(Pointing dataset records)
-----

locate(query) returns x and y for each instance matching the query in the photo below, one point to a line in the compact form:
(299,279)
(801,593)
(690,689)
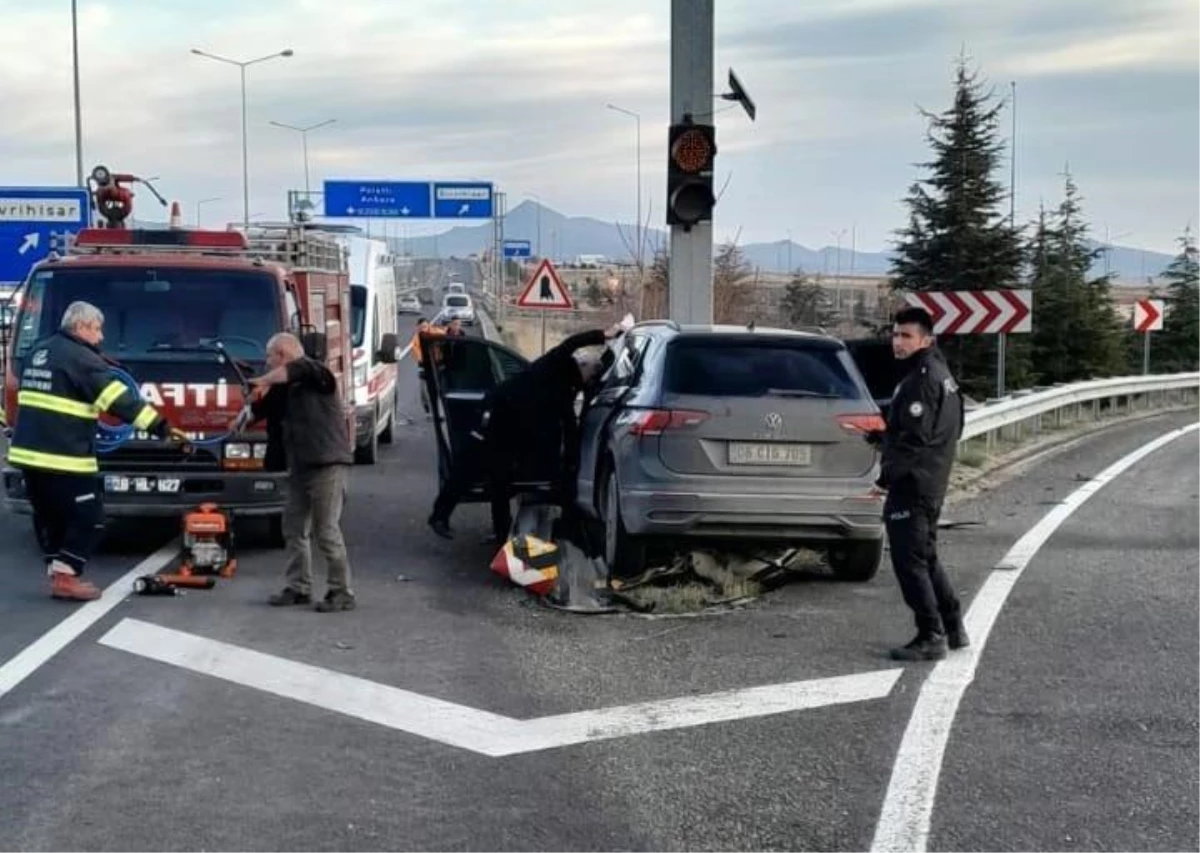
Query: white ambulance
(372,326)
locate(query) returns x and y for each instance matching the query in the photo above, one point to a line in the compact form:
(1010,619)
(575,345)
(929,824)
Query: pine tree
(1176,348)
(1075,331)
(807,304)
(958,236)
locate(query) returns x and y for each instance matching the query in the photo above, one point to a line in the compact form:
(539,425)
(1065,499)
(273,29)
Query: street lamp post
(245,148)
(637,234)
(75,62)
(304,137)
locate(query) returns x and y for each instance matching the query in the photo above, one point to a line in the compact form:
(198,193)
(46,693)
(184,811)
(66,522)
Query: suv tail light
(657,421)
(862,422)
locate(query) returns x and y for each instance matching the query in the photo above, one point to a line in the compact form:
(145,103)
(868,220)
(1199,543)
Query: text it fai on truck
(187,314)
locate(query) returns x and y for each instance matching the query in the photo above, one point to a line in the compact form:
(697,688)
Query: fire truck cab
(179,307)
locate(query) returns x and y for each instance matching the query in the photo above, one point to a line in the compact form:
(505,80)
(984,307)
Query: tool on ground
(208,544)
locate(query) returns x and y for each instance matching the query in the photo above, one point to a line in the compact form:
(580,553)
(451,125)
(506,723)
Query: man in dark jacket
(531,428)
(924,424)
(65,384)
(309,432)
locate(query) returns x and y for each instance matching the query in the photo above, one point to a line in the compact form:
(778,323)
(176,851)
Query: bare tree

-----

▸ **The task**:
Print out every entry above without changing a word, and leave out the pictures.

▸ **Answer to this problem**:
locate(query) returns x and y for each instance matching the query in the photo below, one point to a line in the compact form:
(299,279)
(801,593)
(690,689)
Query: white ambulance
(372,326)
locate(query) returns x and y for each instance matching the query in the photo above, one point to a line in the compact form:
(1010,619)
(575,345)
(929,824)
Query: pine tree
(1176,348)
(1075,331)
(807,304)
(958,236)
locate(query) returns x and y for each instance matching the query in the photo above, one point to a line in the compact form:
(539,425)
(1065,499)
(273,29)
Query: street lamp post
(245,148)
(637,234)
(75,62)
(304,137)
locate(query) returns x and y for each instance matching the query in the photo above, one point to a line in the compact form:
(198,193)
(46,693)
(184,811)
(66,522)
Query: suv tail light
(657,421)
(862,422)
locate(query) returns x and y for each instance matching the query in the photo above, one point to a line in the compact form:
(145,103)
(868,220)
(1199,543)
Query: text it fai on truck
(187,314)
locate(query) returns x and y for each instance matching the query in the photo above, one point to a line in the compact form:
(697,688)
Query: fire truck cab
(179,307)
locate(query) returns x and y for each instance matching the query in the photo above, one point to a line in the compact form:
(505,80)
(984,307)
Query: tool on ground
(208,544)
locate(query) returns x and y for each instance matching the query in the photo above, one point to a line in the compact form:
(580,553)
(451,125)
(506,723)
Query: man in dark jacket
(531,428)
(924,424)
(65,384)
(309,432)
locate(query) returns x and y for each instance matching the query in the photo above, one point to a line in the compact form:
(778,323)
(176,851)
Query: bare tree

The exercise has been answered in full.